◆ TASK TO COMPLETE ◆
Please quote only the lines that start at the one with "Could you put a marker on the black" and go on to the last line of the data, both ends kept.

◆ THE RECORDS ◆
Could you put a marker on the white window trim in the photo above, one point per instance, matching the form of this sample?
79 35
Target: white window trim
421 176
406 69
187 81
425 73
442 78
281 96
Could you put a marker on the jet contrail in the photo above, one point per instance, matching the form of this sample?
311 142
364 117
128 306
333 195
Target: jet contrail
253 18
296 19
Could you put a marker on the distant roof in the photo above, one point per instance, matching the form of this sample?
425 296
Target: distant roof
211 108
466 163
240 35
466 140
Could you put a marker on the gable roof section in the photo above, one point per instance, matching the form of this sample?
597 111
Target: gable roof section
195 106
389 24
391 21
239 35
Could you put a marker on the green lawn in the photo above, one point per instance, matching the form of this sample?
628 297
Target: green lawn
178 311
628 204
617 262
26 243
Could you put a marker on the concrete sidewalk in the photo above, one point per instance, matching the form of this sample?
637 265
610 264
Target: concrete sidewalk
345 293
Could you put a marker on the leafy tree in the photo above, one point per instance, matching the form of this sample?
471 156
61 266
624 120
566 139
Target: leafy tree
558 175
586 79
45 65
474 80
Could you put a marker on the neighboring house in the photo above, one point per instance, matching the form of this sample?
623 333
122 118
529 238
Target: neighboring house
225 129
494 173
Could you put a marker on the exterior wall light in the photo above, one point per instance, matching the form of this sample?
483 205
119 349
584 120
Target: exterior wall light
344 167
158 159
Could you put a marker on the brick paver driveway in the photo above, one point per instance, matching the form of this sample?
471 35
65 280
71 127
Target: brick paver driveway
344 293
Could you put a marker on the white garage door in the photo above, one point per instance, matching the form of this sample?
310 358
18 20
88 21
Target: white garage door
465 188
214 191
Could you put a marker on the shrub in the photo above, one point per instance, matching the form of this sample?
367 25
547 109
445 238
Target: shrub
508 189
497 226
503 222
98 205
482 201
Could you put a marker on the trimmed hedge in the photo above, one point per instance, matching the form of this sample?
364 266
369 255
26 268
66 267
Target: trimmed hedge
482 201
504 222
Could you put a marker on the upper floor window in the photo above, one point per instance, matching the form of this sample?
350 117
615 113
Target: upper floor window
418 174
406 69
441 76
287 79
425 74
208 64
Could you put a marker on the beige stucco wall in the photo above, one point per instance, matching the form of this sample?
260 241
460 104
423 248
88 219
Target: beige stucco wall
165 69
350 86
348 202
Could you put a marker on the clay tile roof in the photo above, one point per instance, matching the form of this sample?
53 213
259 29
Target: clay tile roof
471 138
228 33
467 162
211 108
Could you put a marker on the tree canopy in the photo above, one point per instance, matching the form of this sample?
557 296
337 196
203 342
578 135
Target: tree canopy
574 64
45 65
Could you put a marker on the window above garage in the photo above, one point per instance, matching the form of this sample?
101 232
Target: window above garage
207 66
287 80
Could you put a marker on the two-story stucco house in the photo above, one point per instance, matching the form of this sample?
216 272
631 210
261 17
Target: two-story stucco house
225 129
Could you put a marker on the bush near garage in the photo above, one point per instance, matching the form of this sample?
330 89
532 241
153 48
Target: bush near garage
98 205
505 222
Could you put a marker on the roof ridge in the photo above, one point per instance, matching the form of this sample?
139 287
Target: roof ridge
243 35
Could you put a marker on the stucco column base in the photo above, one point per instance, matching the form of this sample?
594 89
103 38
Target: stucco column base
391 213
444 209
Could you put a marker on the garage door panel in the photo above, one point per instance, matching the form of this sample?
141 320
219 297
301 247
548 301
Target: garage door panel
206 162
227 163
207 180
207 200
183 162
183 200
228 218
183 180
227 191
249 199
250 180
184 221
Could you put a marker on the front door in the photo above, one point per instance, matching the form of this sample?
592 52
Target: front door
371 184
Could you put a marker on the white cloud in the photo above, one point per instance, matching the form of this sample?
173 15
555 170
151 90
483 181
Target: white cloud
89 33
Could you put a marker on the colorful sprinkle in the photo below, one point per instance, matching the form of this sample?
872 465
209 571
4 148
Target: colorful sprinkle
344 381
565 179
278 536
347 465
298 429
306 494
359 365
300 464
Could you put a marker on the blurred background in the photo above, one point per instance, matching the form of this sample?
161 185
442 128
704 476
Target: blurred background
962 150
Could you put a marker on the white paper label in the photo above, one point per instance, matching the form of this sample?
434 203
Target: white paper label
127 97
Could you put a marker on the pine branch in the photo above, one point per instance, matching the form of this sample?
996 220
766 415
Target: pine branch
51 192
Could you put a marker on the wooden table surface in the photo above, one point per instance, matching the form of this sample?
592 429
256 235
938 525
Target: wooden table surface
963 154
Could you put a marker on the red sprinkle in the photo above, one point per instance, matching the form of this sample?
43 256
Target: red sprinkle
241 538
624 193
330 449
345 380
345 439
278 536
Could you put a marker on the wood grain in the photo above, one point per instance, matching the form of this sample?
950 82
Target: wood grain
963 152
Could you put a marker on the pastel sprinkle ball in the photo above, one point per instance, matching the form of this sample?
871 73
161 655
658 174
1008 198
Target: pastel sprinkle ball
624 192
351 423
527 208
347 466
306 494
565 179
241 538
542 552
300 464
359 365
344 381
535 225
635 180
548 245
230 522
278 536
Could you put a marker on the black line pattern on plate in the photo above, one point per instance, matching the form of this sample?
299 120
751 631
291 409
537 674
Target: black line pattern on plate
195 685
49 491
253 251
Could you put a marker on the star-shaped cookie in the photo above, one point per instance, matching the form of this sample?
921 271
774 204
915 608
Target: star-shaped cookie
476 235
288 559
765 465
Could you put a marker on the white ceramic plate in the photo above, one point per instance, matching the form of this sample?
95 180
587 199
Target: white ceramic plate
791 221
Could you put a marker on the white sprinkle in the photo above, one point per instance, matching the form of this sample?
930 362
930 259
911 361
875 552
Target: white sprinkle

◆ THE OUTPUT ◆
Could you put a marker on the black line pattern on plate in the photo above, one point per instance, matching the form of this sample?
299 120
751 631
291 409
537 674
Target: black line pattern on plate
195 685
49 491
253 251
Could you put a marker on the star-shaped cookie in the photo above, one point per instance, matching the form of this sample?
921 271
774 204
915 608
Target: star-shaped cookie
476 235
288 559
765 465
Could you put a marker on the white ceramic plate in the photo above, one point per instance, matching the form of this sample?
95 180
587 199
Target: white ceramic plate
791 221
Could you put a marker on the white sprinkle in the photo above, one point per instance, matching the form of this sample?
930 362
930 259
911 361
875 552
Target: white sprinkle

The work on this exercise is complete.